Could you write out, word for word, each line from the one containing "locate wooden deck -- one point per instance" to the last line of the data below, both included and nothing more?

--- --- ---

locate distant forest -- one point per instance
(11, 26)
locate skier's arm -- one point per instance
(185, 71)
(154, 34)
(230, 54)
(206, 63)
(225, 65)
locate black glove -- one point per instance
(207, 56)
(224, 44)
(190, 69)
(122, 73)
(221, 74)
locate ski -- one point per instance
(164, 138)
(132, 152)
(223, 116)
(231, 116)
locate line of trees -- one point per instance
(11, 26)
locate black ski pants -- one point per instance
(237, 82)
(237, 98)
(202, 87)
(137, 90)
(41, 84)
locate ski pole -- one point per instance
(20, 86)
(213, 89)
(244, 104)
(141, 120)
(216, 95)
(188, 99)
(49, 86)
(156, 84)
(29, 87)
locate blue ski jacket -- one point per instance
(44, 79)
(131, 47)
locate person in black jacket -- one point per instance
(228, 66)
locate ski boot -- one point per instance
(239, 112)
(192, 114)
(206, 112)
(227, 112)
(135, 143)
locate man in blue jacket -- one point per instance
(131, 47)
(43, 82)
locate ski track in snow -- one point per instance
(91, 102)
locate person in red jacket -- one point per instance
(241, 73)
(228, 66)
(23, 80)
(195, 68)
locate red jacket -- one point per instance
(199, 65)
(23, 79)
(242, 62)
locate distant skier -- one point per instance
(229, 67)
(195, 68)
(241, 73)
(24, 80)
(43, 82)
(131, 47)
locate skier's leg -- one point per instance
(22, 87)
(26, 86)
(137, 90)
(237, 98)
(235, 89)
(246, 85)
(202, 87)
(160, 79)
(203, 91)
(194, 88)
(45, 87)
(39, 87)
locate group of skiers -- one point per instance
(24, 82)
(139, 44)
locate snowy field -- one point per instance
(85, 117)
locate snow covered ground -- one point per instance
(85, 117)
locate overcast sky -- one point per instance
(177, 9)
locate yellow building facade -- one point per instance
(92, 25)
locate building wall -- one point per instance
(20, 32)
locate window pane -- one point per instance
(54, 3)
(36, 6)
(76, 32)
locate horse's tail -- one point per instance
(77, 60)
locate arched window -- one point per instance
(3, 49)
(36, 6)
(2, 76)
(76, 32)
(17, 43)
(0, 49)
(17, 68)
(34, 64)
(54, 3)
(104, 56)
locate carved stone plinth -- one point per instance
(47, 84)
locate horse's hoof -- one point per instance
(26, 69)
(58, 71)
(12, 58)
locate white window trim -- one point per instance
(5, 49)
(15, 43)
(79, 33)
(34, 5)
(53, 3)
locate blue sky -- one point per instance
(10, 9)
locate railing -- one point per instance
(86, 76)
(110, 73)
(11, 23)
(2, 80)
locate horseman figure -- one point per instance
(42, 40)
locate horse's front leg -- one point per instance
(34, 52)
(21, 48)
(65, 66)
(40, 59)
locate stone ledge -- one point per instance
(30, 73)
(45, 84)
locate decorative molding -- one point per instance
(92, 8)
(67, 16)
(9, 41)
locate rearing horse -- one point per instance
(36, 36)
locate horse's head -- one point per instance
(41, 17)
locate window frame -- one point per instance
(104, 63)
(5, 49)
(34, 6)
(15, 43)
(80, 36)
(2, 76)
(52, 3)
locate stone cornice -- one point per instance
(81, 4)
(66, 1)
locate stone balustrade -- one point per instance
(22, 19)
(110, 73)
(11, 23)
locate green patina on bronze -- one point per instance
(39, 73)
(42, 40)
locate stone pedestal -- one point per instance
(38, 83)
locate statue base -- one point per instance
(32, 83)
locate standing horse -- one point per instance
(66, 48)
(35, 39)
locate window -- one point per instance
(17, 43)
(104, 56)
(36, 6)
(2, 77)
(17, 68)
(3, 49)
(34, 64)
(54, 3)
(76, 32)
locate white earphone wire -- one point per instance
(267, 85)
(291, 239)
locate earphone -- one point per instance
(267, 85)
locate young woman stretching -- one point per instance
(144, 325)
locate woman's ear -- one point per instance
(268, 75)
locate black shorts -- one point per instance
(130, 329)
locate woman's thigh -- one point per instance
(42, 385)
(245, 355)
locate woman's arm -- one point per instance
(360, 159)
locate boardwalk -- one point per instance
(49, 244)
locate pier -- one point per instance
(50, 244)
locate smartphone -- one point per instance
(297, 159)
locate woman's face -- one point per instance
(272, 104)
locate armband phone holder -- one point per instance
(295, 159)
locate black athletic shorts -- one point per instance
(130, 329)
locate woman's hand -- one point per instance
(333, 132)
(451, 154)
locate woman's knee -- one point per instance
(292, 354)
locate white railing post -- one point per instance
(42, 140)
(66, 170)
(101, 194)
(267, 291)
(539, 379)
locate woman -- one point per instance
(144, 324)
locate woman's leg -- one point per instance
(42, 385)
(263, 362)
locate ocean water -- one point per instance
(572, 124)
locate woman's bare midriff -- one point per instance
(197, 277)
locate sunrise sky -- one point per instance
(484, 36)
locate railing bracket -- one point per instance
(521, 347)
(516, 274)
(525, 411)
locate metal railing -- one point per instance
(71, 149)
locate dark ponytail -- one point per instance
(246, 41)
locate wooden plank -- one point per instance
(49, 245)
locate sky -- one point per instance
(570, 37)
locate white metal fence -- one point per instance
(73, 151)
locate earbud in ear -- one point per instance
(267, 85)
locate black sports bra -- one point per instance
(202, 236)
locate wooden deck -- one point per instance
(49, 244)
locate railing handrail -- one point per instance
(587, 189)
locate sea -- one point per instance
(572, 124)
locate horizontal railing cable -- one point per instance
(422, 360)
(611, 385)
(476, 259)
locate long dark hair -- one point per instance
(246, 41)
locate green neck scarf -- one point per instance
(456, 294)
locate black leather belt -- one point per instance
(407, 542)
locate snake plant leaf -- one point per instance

--- --- ---

* Response to this exercise:
locate wooden deck -- one point per instance
(49, 244)
locate railing handrail -- one point per instance
(587, 189)
locate sea -- one point per instance
(572, 124)
locate horizontal railing cable -- one point per instance
(422, 360)
(611, 385)
(476, 259)
locate long dark hair -- one point per instance
(246, 41)
locate green neck scarf -- one point per instance
(456, 294)
locate black leather belt -- one point per instance
(407, 542)
locate snake plant leaf -- one point per instance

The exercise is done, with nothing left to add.